DOCUMENT:
As we have seen previously, we can use our old tapes to weave a fabric. In Analogue Tape Glove v1 though, the tape is used in an interactive sound installation. Using a tape head embedded in a glove, participants can explore the recordings on the randomly selected tapes. 

The sound installation is created by artists who call themselves Signal To Noise. It brings back memories from the days before we could all carry a complete music studio under our arm. A nice reminder of how fast technology evolves.


The Balance

The Balance is a beautiful visual representation of two sound waves colliding. The video created by Lithuanian artist Rimantas Lukavicius, shows us the sound traveling trough air, a thing we will never be able to see.

There is no explanation to be found on how the video was made, and if an analysis of the actual sound we hear was used as input. I guess it is just the aesthetics that count, this time. 

(via @kamisir)


Ice Records

For Langjökull, Snæfellsjökull, Solheimajökull, artist Katie Paterson recorded the sound of three glaciers in Iceland. She then pressed these sounds on three records made of the melt water of these three glaciers. Three turn tables played the records for nearly two hours until they completely melted. A sample of one of the records can be heard here

It seems like the ultimate piece of conceptual art. Next to that it points at present environmental problems like global warming an the perishability of our planet in a beautiful, subtle way. 

(via Joachim Baan)


Listening Ears

These concrete 'Listening Ears' in Denge, England, work the same as the Sonic Marshmallows we have seen before. They serve a different purpose though, as they were used to detect slow moving enemy planes in the years before radar was invented. 

The sound waves reflect on the surface and concentrate in the middle, where most probably a microphone was attached. This technique does work - try holding the palm of your hand behind your ear, you will hear things better! - but as planes became faster and radar was invented around 1935, these Listening Ears became obsolete.

DATASET EXTRACT:
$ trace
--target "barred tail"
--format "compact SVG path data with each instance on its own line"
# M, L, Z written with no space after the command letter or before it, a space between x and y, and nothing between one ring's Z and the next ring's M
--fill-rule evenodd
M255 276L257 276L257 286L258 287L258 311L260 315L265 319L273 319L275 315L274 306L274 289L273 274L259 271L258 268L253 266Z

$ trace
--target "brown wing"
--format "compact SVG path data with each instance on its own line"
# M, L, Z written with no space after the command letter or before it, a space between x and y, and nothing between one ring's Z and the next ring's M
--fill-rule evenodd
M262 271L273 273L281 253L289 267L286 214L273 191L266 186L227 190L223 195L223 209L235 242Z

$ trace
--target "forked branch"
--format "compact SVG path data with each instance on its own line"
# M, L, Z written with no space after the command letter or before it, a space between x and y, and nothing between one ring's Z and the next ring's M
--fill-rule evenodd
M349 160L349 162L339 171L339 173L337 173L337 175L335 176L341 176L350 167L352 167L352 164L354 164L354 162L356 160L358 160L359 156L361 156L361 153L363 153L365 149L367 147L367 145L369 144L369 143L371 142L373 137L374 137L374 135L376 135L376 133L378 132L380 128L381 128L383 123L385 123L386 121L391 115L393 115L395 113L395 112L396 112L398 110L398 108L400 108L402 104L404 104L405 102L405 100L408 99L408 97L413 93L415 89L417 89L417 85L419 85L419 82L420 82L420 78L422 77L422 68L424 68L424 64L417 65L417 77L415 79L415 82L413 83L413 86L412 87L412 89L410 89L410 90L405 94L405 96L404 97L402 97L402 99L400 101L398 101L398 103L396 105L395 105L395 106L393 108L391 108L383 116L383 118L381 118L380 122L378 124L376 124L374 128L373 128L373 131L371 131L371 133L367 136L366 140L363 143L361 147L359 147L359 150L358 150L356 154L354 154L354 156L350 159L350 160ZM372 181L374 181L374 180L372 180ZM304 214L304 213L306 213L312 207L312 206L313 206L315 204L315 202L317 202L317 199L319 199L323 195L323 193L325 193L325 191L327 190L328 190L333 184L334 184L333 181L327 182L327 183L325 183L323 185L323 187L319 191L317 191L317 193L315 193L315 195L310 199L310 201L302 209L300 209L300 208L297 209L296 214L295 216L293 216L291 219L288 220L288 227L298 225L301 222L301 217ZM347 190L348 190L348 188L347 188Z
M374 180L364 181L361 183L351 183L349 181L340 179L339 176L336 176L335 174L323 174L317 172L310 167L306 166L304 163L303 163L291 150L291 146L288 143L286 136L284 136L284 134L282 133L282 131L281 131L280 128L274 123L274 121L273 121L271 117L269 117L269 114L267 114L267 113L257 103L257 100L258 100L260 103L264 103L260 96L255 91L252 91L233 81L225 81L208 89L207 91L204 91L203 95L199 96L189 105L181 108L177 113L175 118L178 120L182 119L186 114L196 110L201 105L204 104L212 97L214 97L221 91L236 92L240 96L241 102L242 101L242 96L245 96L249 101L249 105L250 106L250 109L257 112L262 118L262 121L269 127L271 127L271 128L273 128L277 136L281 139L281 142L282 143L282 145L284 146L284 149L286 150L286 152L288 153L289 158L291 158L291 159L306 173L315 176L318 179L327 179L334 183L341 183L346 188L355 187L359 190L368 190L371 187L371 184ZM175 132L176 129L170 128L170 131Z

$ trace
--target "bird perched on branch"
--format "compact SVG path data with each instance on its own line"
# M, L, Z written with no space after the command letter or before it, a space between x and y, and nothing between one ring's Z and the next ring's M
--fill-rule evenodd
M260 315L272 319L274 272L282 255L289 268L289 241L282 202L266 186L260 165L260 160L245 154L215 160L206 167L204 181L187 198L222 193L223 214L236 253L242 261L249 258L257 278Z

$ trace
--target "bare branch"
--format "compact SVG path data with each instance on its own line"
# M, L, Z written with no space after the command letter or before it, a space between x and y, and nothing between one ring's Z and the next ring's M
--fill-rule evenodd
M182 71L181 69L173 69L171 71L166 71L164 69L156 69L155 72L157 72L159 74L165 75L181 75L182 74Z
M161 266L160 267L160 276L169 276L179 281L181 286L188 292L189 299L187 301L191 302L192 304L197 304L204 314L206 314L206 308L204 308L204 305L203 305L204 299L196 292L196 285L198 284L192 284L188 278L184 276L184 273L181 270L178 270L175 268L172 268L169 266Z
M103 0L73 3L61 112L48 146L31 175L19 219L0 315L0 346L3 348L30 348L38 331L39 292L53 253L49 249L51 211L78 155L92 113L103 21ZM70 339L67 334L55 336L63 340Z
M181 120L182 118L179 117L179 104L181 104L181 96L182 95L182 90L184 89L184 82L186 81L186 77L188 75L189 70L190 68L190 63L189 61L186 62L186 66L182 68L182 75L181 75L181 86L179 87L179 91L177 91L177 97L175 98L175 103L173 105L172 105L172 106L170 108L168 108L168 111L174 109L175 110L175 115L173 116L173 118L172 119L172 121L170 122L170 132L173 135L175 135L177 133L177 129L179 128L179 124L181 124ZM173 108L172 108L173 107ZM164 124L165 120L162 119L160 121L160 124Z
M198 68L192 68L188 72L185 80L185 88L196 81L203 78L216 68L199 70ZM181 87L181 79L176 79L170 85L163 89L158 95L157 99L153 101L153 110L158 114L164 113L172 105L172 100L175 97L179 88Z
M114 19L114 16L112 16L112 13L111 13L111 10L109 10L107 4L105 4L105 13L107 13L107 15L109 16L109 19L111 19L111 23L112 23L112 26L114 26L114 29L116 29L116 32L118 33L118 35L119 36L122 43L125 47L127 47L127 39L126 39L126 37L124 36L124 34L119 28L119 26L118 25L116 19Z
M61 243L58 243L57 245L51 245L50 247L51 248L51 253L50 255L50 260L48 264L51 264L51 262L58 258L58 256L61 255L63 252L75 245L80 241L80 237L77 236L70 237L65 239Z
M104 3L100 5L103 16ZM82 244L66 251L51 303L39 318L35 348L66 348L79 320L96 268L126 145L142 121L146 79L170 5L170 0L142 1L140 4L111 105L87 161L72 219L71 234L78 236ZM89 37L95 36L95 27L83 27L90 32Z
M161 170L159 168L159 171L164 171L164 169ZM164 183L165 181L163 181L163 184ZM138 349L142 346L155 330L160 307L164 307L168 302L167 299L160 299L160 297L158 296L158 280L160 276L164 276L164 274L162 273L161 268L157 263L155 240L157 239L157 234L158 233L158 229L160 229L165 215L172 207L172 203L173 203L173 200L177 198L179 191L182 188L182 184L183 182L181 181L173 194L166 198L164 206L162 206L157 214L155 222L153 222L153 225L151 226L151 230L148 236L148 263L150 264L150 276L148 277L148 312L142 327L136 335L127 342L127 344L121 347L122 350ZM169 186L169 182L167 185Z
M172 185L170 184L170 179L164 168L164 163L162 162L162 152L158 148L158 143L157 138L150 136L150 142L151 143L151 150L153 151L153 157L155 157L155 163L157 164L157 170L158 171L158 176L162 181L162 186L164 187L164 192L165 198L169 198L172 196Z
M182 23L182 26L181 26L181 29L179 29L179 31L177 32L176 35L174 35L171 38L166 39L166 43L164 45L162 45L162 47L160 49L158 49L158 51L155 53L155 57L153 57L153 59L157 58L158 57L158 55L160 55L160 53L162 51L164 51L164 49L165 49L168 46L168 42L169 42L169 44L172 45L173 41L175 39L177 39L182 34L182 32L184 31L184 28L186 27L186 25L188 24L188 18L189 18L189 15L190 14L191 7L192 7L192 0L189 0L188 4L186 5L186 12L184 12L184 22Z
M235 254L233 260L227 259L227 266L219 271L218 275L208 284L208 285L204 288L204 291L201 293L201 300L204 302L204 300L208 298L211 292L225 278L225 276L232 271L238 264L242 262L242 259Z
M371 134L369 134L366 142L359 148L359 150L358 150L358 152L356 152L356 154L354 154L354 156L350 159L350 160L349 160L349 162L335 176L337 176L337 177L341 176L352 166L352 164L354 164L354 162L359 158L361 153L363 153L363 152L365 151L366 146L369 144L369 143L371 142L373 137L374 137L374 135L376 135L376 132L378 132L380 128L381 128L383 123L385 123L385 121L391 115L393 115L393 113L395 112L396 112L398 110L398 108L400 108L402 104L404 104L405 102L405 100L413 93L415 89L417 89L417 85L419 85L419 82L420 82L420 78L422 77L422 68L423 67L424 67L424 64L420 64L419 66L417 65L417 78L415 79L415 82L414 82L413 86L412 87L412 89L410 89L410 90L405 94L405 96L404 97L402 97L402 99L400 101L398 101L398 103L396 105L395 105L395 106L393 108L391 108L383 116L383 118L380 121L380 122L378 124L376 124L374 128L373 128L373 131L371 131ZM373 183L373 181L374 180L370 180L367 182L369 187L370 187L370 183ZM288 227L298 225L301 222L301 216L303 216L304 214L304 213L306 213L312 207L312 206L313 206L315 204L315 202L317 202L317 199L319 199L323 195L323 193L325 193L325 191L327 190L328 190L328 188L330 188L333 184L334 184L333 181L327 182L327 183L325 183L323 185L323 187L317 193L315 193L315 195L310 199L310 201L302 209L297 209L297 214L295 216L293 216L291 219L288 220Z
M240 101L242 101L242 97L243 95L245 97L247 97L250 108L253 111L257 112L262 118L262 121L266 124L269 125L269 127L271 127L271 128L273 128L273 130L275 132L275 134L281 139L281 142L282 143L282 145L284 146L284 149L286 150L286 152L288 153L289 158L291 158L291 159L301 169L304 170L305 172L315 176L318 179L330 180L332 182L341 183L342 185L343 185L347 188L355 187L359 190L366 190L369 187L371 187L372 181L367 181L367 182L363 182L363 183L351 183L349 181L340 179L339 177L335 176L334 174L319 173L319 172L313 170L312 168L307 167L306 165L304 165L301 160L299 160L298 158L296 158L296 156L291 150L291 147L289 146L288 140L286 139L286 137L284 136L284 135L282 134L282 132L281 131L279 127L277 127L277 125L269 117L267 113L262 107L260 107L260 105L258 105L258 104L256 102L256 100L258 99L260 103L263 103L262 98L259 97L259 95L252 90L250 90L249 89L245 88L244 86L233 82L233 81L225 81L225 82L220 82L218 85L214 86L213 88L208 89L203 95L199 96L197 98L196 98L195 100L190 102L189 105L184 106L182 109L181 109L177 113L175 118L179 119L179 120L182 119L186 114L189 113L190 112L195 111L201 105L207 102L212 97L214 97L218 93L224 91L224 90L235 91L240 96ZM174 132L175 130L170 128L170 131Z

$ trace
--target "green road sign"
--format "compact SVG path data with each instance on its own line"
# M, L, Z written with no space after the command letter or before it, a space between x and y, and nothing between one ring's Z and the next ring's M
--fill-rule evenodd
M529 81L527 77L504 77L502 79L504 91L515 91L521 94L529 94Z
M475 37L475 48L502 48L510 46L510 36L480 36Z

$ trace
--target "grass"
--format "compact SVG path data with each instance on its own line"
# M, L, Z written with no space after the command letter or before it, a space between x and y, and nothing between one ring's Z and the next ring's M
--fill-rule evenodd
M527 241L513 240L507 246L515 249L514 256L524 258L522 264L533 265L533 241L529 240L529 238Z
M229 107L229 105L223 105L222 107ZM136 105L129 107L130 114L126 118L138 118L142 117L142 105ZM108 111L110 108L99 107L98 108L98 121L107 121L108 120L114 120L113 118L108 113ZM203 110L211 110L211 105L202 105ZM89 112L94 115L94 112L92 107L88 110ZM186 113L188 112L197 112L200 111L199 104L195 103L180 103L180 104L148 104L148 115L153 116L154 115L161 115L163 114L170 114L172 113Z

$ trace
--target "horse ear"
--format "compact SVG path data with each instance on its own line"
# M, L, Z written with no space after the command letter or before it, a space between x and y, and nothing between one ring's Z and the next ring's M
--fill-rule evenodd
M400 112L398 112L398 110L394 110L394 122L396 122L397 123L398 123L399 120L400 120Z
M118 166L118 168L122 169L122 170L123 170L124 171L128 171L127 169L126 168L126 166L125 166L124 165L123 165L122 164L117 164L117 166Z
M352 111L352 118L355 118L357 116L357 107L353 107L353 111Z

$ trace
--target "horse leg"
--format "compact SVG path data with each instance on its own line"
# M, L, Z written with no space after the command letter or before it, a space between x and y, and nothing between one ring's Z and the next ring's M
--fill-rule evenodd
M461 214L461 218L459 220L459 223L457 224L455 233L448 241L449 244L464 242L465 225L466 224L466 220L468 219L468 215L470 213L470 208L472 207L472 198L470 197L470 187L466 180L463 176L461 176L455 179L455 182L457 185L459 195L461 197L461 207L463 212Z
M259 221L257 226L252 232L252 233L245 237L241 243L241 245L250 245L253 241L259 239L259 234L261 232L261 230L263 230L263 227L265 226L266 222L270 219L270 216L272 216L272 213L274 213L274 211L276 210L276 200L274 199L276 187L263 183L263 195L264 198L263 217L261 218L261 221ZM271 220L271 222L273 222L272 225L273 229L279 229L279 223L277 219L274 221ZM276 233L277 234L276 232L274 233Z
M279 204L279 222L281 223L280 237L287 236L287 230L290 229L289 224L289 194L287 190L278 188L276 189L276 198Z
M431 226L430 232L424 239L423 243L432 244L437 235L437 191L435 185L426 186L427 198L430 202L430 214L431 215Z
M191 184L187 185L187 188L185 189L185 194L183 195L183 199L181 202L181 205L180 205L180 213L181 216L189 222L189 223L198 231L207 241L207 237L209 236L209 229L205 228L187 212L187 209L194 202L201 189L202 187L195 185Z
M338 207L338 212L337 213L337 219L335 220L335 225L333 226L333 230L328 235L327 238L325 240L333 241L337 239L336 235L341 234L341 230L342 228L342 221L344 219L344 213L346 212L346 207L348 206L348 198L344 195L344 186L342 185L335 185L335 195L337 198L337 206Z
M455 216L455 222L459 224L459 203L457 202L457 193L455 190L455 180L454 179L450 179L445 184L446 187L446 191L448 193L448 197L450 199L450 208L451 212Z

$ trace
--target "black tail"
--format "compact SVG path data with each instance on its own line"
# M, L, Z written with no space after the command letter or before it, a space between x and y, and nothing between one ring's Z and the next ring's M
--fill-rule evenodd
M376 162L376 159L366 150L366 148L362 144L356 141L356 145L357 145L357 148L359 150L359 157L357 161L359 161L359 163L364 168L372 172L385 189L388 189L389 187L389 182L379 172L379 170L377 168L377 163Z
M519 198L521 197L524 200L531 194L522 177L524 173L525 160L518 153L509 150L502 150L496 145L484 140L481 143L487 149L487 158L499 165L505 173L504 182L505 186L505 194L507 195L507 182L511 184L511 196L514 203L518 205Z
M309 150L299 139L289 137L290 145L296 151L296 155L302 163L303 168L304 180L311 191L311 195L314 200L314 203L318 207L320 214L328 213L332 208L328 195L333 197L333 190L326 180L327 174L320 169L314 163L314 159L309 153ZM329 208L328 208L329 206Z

WHAT YOU WILL DO:
a - In the sound-art post, how long did the three turntables play the glacier records before they fully melted?
b - Please write the next part of the sound-art post, picking up after its final sentence.

SET OF ANSWERS:
a - For nearly two hours.

b -
Original Sound Track

Original Sound Track is a simple but wonderful concept by Ricardo Seola: a combination of a wooden toy train and a music box. The metal keys on the train are plucked by the pins on the track. 

The tracks can be put together in different ways, creating different arrangements of the same song. This will teach children about music and composition. The idea is to have more songs available so combining them would also be possible. 

I think it is a great idea to combine toys with music in an original and educative way (not that plastic crap with noisy sound chips inside). For this train the question is: will it work? 

(via Joachim Baan)


The Sound of Wood

While creating new and experimental instruments using technology is great, sometimes it is good to be reminded of where our musical instruments originate. In a big forest for instance, where a huge tree is growing for many years.  

The Sound of Wood, a short movie by Anthony Edels, makes us aware again of the process of the creation of a great instrument, handcrafted with love. 

 (via Danny de Graan)


Journal de Nîmes - Otherworldly Sounds

Denim inspired boutique Tenue de Nîmes celebrates her first anniversary with the third edition of the quarterly paper Journal the Nîmes. I'm honored to be one of the contributors to this Journal, with Japan as main theme. 

I wrote an article about Japanese music, combined with reviews of two Japanese artists - YMCK and Susumu Yokota. So if you are in Amsterdam, head to the Elandsgracht and grab one, while Menno and René guide you through their collection of beautiful garments, or click on the image to read it online.



My brother Michiel asked me for some sonic support for his motion graphics experiments. So first I gave him a rhythm to sync his motion to, and afterwards I added the sound effects. 

A nice case of sound design under pressure, as I didn not have much time to spend on it. Looking for the right sounds for the falling blocks I dug up a pack of old macaroni and threw it on the floor. After some layering and pitch shifting, it works quite well. 

Sometimes it's good to let go of perfectionism, just give yourself a few limitations in time and resources and do something fun with it. Let us not stop playing!



The vertical movement of the fishes in these five aquariums is captured by a video camera and this data is used to influence the sounds we hear. So in this sound installations it is the fishes who conduct the music.

Quintetto is an installation by Quiet Ensemble in collaboration with Aesop Studio. They attempt to reveal what they call "invisible concerts of everyday life". As the fishes (most probably) do not know what their movement results in, the live concert they create will never be exactly the same.


Syn Chron

It is not the latest project by Carsten Nicolai, but this site was not around by 2004, so I still want to share this with you, just because it creates such a beautiful image. You will have to imagine the sound.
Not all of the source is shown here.